* DATASET RECORDS *
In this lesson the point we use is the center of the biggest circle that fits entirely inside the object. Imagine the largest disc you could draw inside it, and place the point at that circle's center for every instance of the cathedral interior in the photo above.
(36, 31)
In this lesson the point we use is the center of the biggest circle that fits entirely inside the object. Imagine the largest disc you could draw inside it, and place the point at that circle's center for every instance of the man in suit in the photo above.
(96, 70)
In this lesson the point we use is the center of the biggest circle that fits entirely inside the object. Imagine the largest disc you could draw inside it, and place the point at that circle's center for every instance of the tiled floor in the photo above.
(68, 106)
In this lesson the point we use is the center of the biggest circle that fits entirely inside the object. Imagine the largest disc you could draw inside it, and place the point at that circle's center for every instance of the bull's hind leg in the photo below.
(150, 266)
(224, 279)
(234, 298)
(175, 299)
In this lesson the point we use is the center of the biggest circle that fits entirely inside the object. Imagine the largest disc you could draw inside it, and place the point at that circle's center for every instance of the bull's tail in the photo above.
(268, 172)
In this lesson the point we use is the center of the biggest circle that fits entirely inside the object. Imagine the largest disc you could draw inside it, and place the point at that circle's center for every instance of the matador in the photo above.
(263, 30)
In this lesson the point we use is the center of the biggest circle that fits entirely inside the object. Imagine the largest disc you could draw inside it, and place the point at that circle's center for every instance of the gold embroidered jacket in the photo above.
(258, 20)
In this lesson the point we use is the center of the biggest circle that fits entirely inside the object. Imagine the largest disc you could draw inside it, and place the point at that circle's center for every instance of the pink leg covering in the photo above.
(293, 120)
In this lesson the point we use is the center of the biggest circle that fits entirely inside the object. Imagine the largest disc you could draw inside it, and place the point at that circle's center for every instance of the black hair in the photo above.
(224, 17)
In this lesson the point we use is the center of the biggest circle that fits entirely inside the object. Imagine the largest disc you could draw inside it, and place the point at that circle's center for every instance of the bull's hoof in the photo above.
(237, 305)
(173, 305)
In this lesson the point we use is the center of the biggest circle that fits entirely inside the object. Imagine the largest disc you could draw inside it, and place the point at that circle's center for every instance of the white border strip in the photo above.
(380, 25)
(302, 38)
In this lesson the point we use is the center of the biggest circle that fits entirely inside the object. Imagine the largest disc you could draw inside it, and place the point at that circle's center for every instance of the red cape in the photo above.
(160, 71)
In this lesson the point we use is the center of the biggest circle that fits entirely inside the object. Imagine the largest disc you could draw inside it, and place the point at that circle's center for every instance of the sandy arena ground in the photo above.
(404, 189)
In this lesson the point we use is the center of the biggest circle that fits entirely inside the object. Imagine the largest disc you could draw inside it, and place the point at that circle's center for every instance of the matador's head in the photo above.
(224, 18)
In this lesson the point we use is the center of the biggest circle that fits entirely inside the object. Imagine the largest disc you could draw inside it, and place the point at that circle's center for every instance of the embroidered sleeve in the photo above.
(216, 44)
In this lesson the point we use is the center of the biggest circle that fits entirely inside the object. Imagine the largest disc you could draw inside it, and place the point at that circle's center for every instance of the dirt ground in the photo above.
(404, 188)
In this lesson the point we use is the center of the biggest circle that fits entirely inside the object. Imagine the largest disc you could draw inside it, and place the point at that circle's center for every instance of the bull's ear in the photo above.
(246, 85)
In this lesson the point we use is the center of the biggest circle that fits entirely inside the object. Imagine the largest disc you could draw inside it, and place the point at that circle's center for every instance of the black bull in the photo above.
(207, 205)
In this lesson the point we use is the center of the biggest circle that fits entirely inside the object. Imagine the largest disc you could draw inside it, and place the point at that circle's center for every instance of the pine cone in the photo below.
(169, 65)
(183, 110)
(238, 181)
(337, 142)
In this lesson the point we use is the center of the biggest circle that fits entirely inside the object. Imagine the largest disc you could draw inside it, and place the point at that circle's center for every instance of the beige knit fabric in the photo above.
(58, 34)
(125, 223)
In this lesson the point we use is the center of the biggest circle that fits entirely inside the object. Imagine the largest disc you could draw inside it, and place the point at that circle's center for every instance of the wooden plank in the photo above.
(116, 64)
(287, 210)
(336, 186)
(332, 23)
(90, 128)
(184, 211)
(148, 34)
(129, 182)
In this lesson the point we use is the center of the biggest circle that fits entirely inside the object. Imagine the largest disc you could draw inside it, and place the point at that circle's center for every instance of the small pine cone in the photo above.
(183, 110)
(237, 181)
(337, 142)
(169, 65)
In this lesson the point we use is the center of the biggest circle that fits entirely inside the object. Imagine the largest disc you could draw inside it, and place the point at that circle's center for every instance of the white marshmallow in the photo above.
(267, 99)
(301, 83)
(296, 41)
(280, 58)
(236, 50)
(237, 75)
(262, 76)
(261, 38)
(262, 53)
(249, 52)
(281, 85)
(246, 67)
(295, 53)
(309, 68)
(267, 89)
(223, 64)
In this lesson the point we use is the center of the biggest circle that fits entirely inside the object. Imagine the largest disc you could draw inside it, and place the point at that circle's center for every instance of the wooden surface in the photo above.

* YOUR OBJECTIVE *
Every line above should be written out again exactly as it stands.

* RESULT BELOW *
In this lesson the point we use is the center of the biggest circle that fits entirely inside the object. Imagine the largest disc you could draw inside it, and place the point at that circle's center for every instance of the cathedral interior in the photo above.
(36, 31)
In this lesson the point we use is the center of the biggest circle that fits entirely inside the object. Imagine the largest disc you could draw inside it, and place the point at that circle's center for every instance of the man in suit in the photo above.
(96, 70)
In this lesson the point we use is the center of the biggest circle that fits entirely inside the object. Imagine the largest disc you could draw inside it, and place the point at that circle's center for every instance of the tiled floor in the photo above.
(68, 106)
In this lesson the point we use is the center of the biggest circle that fits entirely inside the object. Imagine the largest disc you could draw inside it, and place the point at that circle's center for every instance of the bull's hind leg in the photo below.
(150, 266)
(224, 279)
(234, 298)
(175, 299)
In this lesson the point we use is the center of the biggest circle that fits entirely inside the object. Imagine the largest disc you could draw inside it, and place the point at that circle's center for every instance of the bull's tail in the photo above.
(268, 172)
In this lesson the point we use is the center of the biggest circle that fits entirely inside the object. Imagine the largest disc you could draw inside it, and place the point at that circle's center for every instance of the matador in the photo above.
(263, 30)
In this lesson the point we use is the center of the biggest circle that fits entirely inside the object. Imagine the largest disc you could draw inside it, and place the point at that circle's center for every instance of the gold embroidered jacket in the photo above.
(258, 20)
In this lesson the point we use is the center of the biggest circle that fits entirely inside the object. Imagine the largest disc you could draw inside it, and place the point at that circle's center for every instance of the pink leg covering in the photo above.
(293, 120)
In this lesson the point we use is the center of the biggest circle that fits entirely inside the object. Imagine the largest disc you could draw inside it, and place the point at that circle's center for every instance of the black hair in the photo above.
(224, 17)
In this lesson the point we use is the center of the biggest circle that fits entirely inside the object. Imagine the largest disc you could draw inside it, and place the point at that circle's center for every instance of the bull's hoof in the photo above.
(237, 305)
(173, 305)
In this lesson the point we use is the center of the biggest circle that fits entirely inside the object. Imagine the largest disc you could draw inside it, and place the point at that circle's center for every instance of the white border strip in the photo above.
(380, 25)
(302, 38)
In this lesson the point we use is the center of the biggest circle that fits entirely inside the object. Imagine the largest disc you could draw inside it, and place the point at that circle's center for every instance of the red cape in the photo above.
(160, 71)
In this lesson the point we use is the center of the biggest circle that fits entirely inside the object. Imagine the largest disc you could draw inside it, and place the point at that circle's center for every instance of the sandy arena ground in the photo above.
(404, 189)
In this lesson the point we use is the center of the biggest circle that fits entirely inside the object. Imagine the largest disc you could draw inside it, and place the point at that circle's center for every instance of the matador's head in the photo above.
(224, 18)
In this lesson the point we use is the center of the biggest circle that fits entirely inside the object. Imagine the largest disc you could draw inside it, and place the point at that circle's center for every instance of the embroidered sleeve in the photo above.
(216, 44)
In this lesson the point we use is the center of the biggest circle that fits entirely inside the object. Imagine the largest disc you could draw inside it, and place the point at that circle's center for every instance of the dirt ground in the photo above.
(404, 188)
In this lesson the point we use is the center of the biggest circle that fits entirely inside the object. Imagine the largest disc you could draw inside it, and place the point at that circle's center for every instance of the bull's ear in the photo above.
(246, 85)
In this lesson the point we use is the center of the biggest circle that fits entirely inside the object. Imagine the largest disc you could draw inside it, and place the point at that circle's center for every instance of the black bull in the photo above.
(207, 205)
In this lesson the point we use is the center of the biggest circle that fits entirely inside the object. Imagine the largest disc you could draw inside it, and place the point at that circle's center for every instance of the pine cone in the photo below.
(169, 65)
(183, 110)
(238, 181)
(337, 142)
In this lesson the point we use is the center of the biggest circle that fits entirely inside the object. Imagine the largest disc you could draw inside it, and place the point at that circle's center for every instance of the beige knit fabric in the photo above.
(58, 34)
(125, 223)
In this lesson the point we use is the center of the biggest circle that fits entirely inside the object. Imagine the largest disc you could draw inside it, and place the point at that circle's center for every instance of the wooden plank in the photo above.
(116, 64)
(287, 210)
(336, 186)
(332, 23)
(90, 128)
(184, 211)
(148, 34)
(129, 182)
In this lesson the point we use is the center of the biggest circle that fits entirely inside the object. Imagine the largest disc you could draw inside it, and place the point at that circle's center for every instance of the small pine cone in the photo above.
(183, 110)
(237, 181)
(337, 142)
(169, 65)
In this lesson the point we use is the center of the biggest circle that fits entirely inside the object. Imagine the largest disc you could draw inside it, and place the point at that circle's center for every instance of the white marshmallow in the photo above.
(267, 99)
(301, 83)
(296, 41)
(280, 58)
(236, 50)
(237, 75)
(262, 76)
(261, 38)
(262, 53)
(249, 52)
(281, 85)
(246, 67)
(295, 53)
(309, 68)
(267, 89)
(223, 64)
In this lesson the point we use is the center of the biggest circle that fits entirely inside the object. Imagine the largest disc you could draw inside it, and place the point at that circle's center for every instance of the wooden surface in the photo above.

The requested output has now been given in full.